Point localization data
--------

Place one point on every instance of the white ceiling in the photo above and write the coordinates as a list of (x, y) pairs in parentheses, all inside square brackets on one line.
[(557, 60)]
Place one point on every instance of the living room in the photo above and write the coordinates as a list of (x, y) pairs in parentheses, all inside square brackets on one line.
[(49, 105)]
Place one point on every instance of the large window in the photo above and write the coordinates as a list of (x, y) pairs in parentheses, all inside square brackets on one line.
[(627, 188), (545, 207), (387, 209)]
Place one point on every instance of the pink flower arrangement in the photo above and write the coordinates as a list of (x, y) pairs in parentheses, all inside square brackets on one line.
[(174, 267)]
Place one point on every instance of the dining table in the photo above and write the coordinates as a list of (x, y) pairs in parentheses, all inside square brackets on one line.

--------

--- What you are asked to do ---
Going line by line, set down the data above exactly as given.

--- Task response ---
Place one point on every instance of the white ceiling in the photo above and write the coordinates as a list of (x, y) pairs in parentheses, all inside square brackets on one line.
[(557, 60)]
Place one point on every instance of the living room in the photo above and write the coordinates as a list of (x, y) pairs in parentheses, all inside square brackets on one line.
[(49, 105)]
Place one point on every instance of the large window in the photo above and write the coordinates as a list of (x, y) pairs in parentheses, all inside square brackets on one line.
[(627, 188), (545, 207), (387, 209)]
Place one point on every instance of the pink flower arrangement in the photo above and write the coordinates as a list of (x, y) pairs in parentheses, all inside square brackets on one line.
[(174, 267)]
Place one point on every instance of the dining table in the photo above and write the coordinates as a list of (x, y) pairs in parentheses, all inside square brackets on one line.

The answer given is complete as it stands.